▶ **DATA FOR ANALYSIS**:
□ □ □
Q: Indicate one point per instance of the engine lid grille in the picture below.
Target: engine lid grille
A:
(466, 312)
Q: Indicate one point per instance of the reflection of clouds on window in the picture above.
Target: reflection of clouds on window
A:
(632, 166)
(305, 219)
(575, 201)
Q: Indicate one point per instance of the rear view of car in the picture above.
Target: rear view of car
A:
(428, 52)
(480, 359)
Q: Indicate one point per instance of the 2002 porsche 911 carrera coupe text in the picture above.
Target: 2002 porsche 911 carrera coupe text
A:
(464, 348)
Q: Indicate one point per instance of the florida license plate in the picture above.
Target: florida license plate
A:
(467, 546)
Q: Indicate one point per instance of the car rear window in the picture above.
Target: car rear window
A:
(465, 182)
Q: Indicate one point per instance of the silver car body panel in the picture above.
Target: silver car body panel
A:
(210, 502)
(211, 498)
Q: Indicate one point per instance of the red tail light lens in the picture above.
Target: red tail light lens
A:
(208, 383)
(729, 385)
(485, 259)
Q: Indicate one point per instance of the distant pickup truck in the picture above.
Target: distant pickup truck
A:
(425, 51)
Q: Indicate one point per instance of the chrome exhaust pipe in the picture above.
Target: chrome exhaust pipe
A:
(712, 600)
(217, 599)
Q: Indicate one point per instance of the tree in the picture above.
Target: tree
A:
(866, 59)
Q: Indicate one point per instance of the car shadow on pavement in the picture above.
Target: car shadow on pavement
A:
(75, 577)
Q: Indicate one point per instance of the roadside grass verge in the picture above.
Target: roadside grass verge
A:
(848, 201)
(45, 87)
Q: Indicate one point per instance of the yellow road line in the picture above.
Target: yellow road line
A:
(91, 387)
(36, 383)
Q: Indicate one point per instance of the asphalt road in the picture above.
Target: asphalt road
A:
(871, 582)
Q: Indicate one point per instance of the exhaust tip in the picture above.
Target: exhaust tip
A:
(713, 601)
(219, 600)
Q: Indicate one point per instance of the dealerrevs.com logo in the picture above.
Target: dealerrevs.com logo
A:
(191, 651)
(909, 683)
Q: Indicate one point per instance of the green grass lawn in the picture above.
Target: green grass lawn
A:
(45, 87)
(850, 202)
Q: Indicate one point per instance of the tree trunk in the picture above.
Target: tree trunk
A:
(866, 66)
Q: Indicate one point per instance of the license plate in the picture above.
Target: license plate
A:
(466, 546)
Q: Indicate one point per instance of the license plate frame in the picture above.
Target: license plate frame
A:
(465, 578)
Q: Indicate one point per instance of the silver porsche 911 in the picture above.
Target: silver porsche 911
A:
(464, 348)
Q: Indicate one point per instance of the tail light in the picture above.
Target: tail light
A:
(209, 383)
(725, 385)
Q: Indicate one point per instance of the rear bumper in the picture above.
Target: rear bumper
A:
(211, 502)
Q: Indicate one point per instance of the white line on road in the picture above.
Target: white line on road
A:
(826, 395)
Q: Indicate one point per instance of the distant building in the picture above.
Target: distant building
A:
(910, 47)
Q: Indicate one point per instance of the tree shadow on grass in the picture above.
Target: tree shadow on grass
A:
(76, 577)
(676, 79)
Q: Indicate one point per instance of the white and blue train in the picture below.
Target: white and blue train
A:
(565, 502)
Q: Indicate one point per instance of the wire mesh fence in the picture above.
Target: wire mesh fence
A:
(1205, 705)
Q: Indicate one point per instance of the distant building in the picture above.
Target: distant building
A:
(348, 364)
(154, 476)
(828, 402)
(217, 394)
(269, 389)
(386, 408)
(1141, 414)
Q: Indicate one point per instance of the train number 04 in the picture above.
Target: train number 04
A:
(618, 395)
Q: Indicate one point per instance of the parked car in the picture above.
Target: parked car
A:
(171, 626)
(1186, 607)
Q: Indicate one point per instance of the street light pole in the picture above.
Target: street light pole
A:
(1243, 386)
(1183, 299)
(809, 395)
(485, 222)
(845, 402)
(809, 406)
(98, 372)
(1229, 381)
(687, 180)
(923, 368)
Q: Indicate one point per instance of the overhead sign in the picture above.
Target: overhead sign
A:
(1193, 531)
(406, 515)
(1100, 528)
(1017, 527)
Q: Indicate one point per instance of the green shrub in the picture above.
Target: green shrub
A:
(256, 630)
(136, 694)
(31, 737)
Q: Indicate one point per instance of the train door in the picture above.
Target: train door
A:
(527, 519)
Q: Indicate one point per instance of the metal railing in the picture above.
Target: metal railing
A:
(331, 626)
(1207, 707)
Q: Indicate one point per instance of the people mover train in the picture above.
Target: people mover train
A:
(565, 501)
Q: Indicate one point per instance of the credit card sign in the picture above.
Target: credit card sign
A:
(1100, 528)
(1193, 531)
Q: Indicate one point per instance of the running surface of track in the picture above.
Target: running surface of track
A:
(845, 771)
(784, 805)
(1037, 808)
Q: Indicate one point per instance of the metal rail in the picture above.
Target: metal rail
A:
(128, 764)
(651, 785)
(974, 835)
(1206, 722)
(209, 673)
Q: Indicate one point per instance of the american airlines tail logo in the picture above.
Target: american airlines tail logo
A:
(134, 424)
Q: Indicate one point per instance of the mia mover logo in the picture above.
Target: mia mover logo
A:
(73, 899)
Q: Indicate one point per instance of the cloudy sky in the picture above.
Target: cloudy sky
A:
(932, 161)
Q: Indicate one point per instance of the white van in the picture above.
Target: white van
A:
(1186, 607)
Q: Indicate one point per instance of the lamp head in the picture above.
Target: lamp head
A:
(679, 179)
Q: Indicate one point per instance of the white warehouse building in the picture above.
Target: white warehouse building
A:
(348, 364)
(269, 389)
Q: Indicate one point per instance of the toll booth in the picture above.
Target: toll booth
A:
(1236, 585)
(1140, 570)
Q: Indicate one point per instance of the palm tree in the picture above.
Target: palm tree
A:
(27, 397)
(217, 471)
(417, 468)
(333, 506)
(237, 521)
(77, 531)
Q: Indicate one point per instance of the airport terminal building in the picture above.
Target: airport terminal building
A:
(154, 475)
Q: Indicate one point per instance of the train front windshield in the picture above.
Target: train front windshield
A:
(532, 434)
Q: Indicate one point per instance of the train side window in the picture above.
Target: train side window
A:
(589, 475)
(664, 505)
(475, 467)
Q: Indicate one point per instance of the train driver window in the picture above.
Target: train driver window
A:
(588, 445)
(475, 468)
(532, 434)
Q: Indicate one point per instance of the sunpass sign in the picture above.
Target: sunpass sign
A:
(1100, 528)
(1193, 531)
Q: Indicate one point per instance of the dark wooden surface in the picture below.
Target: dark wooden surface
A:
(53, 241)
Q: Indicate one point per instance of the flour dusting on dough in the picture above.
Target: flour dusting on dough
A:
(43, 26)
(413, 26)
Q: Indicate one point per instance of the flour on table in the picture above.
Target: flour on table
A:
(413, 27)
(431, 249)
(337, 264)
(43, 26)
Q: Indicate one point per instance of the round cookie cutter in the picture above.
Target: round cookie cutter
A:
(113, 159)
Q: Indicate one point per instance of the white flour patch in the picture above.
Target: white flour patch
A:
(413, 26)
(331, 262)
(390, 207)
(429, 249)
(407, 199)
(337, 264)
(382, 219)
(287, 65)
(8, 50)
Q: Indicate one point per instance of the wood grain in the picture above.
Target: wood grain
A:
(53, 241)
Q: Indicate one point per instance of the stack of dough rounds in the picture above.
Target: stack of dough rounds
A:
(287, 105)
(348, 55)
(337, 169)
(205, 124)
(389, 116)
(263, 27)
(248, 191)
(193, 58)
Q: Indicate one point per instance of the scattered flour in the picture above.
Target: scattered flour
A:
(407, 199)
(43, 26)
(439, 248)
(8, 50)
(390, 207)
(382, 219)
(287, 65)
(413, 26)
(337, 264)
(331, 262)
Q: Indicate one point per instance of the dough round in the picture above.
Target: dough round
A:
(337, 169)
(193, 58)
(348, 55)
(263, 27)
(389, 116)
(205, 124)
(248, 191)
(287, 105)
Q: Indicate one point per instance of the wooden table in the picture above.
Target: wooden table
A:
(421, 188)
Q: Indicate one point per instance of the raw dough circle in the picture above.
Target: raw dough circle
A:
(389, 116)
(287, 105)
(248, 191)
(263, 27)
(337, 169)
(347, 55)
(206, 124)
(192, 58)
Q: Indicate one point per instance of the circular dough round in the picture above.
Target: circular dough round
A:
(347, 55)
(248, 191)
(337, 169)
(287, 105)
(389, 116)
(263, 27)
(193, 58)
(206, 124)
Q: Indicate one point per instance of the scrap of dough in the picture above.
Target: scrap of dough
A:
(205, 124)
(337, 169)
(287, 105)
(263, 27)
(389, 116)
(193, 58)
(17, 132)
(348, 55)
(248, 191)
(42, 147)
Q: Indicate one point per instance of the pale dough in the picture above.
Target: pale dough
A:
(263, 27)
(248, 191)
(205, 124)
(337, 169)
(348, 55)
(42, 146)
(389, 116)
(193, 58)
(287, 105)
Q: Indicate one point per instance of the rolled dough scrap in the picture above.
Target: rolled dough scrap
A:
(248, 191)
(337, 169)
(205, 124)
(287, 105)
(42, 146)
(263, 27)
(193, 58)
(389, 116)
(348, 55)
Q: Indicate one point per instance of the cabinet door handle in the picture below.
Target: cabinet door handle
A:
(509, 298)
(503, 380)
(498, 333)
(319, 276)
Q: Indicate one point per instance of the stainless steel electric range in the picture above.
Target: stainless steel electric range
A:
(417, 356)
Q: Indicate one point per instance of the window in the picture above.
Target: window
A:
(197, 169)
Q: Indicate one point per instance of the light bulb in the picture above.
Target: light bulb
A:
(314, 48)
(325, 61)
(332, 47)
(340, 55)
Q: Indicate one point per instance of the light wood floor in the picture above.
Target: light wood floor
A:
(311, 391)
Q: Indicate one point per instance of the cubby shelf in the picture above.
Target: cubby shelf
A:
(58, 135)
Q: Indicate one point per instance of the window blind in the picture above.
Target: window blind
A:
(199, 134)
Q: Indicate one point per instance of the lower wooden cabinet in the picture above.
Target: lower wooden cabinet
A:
□ □ □
▶ **WORK INSTRUCTIONS**: Which lines of the listing include the string "rounds"? Pull them out.

▶ **EXERCISE RESULT**:
Q: Indicate one point per instance of the stack of dough rounds in the picture above.
Target: stack of dough rounds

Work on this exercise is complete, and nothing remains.